Set exercise: Print every row below as a numbered list, leaving out any blank lines.
##########
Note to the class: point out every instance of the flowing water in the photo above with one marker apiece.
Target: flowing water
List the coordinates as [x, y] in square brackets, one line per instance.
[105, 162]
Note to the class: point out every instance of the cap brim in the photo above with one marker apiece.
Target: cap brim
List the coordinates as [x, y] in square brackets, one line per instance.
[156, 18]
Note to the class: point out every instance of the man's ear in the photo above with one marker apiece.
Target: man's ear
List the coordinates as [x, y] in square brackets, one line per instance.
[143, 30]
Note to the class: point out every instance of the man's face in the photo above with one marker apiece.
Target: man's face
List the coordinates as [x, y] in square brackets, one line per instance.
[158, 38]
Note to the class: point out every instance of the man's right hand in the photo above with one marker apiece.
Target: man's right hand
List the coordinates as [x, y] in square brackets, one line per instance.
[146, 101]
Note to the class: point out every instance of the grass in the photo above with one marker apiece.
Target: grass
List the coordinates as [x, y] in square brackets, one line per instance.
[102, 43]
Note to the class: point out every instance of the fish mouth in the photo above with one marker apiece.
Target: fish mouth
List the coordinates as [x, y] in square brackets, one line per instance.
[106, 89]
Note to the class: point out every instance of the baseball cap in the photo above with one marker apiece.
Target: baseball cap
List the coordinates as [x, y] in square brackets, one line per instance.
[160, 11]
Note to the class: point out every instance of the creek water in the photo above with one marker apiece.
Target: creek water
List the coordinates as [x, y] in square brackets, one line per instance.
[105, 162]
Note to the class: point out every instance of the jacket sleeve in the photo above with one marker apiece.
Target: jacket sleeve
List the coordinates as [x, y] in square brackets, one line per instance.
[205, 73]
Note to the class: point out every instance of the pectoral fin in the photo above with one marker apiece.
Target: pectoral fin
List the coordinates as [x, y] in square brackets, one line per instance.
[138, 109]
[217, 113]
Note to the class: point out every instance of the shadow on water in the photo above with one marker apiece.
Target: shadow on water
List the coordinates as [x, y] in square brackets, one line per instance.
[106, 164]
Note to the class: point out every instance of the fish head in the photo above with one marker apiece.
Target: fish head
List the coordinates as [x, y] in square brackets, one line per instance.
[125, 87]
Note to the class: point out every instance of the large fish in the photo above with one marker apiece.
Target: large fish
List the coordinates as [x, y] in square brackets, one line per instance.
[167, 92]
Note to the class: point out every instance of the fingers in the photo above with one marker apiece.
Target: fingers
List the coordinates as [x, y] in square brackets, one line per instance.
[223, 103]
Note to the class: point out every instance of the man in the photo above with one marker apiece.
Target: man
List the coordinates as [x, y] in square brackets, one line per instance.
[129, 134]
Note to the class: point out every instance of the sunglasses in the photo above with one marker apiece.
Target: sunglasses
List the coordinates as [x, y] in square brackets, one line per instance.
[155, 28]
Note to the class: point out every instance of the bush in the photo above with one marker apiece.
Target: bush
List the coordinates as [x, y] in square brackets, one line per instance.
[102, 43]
##########
Exercise answer:
1. Note to the class: point out every instance of the flowing water in the photo above with one marker apiece.
2. Target: flowing water
3. List the coordinates as [x, y] in square brackets, one line per instance.
4. [105, 162]
5. Note to the class: point out every instance of the cap brim in the photo above with one marker apiece.
6. Target: cap brim
7. List the coordinates as [x, y] in square brackets, one line per instance.
8. [156, 18]
9. Note to the class: point out every instance of the man's ear in the photo above with one marker apiece.
10. Target: man's ear
11. List the coordinates as [x, y] in square brackets, one line per instance.
12. [143, 30]
13. Note to the class: point out every instance of the man's face in the photo above with one marker apiece.
14. Target: man's face
15. List the coordinates as [x, y] in square brackets, one line per instance.
16. [158, 38]
17. Note to the class: point out every instance of the man's right hand in the photo above with one marker apiece.
18. Target: man's right hand
19. List the coordinates as [x, y] in square brackets, one line per instance.
20. [146, 101]
21. Note to the class: point out every instance of the grass in the photo above with one marker apiece.
22. Target: grass
23. List the coordinates as [x, y] in square brackets, one line per instance.
24. [102, 43]
25. Note to the class: point out every instance of the fish mouth in the photo above with one marker apiece.
26. Target: fish mouth
27. List the coordinates as [x, y] in square brackets, one line per instance.
28. [106, 89]
29. Note to the class: point out every instance of the baseball cap in the photo above with one marker apiece.
30. Target: baseball cap
31. List the coordinates as [x, y] in square brackets, one line per instance.
32. [160, 11]
33. Note to the class: point out every instance of the creek water in the photo above with one marker apiece.
34. Target: creek water
35. List the coordinates as [x, y] in square brackets, one line per instance.
36. [105, 162]
37. Note to the class: point out every instance of the jacket sleeve in the photo above with one marker apiece.
38. Target: jacket sleeve
39. List the coordinates as [x, y] in square brackets, one line per instance.
40. [205, 73]
41. Note to the class: point out every instance of the pectoral fin in the photo above with one marker apiece.
42. Target: pectoral fin
43. List the coordinates as [x, y] in square brackets, one line per instance.
44. [138, 109]
45. [217, 113]
46. Note to the class: point out every instance of the shadow on water in the photo above with one marker apiece.
47. Target: shadow on water
48. List the coordinates as [x, y] in square brackets, one line per instance.
49. [106, 164]
50. Note to the class: point out every instance of the fish head in the photo above with one marker apiece.
51. Target: fish head
52. List the coordinates as [x, y] in square brackets, one line per instance.
53. [125, 87]
54. Note to the class: point out every instance of the large fish in the photo above with one marker apiece.
55. Target: large fish
56. List the coordinates as [x, y] in square brackets, one line per instance.
57. [167, 92]
58. Note to the class: point out every instance of the fingers in the photo above with one marker apiece.
59. Target: fingers
60. List the coordinates as [x, y] in square brackets, one line per instance.
61. [223, 103]
62. Note to the class: point out every instance of the man in the photo above with one marker apiece.
63. Target: man
64. List the coordinates as [x, y] in square brackets, one line per instance.
65. [129, 134]
66. Note to the class: point out every instance of the sunglasses in the photo above with one marker apiece.
67. Target: sunglasses
68. List the coordinates as [x, y] in square brackets, one line per instance.
69. [155, 28]
70. Note to the class: point out every instance of the bush in the photo above with one marker apiece.
71. Target: bush
72. List the coordinates as [x, y] in square brackets, one line per instance.
73. [102, 43]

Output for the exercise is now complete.